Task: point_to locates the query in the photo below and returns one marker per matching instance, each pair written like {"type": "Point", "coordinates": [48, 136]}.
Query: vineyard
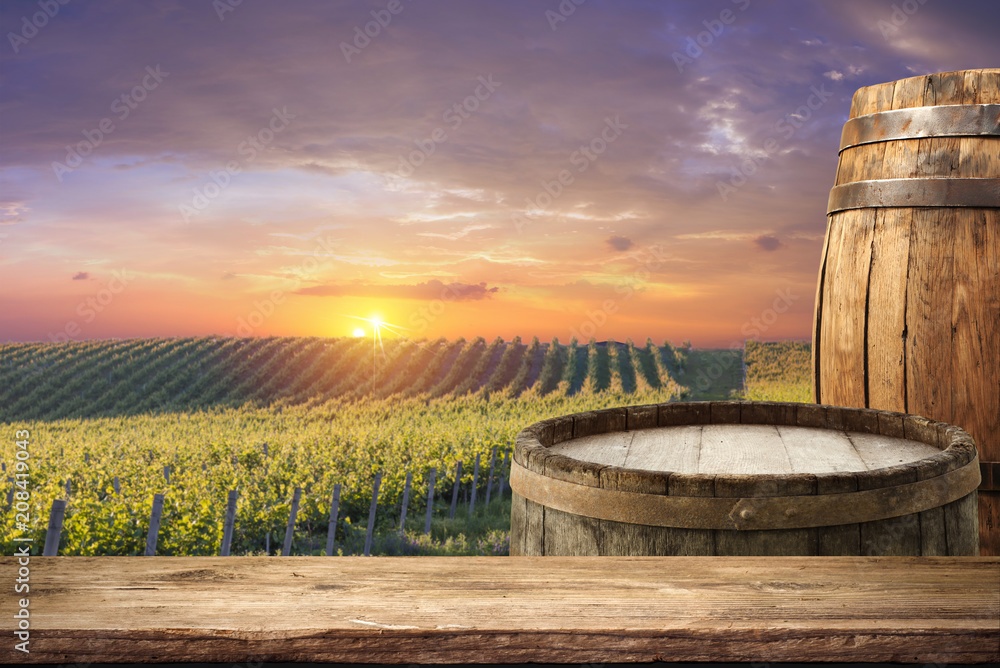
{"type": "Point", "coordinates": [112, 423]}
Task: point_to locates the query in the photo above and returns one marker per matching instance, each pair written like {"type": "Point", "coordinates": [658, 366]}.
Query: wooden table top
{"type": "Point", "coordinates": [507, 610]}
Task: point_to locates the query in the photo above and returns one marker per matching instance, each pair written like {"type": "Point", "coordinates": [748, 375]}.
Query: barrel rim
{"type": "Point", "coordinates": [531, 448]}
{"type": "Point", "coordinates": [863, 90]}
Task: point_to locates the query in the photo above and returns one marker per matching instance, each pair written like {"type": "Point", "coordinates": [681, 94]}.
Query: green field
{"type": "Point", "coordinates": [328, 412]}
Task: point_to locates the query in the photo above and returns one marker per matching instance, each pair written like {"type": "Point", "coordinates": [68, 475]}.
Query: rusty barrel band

### Task to carry out
Give the preceding data back exactly, minus every picture.

### Answer to this problem
Task: point_to locates the query in the photo below and returns one marker per matching instance, each pair written like {"type": "Point", "coordinates": [48, 136]}.
Query: vineyard
{"type": "Point", "coordinates": [112, 423]}
Task: point_to locates the query in the photo above and returns one marker per matching instance, each pair written like {"type": "Point", "coordinates": [658, 366]}.
Query: wooden table top
{"type": "Point", "coordinates": [507, 610]}
Task: point_to locates the query in the photo above and returns one marker per matching instance, each pair written like {"type": "Point", "coordinates": [748, 375]}.
Query: barrel rim
{"type": "Point", "coordinates": [531, 448]}
{"type": "Point", "coordinates": [863, 90]}
Task: point_to locates the query in the photo above and returns one marker per matching instance, each pair written like {"type": "Point", "coordinates": [681, 94]}.
Query: green field
{"type": "Point", "coordinates": [328, 412]}
Task: point_to locates the query in the photo above and returns one marker per matching instance, each pair written like {"type": "Point", "coordinates": [68, 475]}.
Query: rusty barrel band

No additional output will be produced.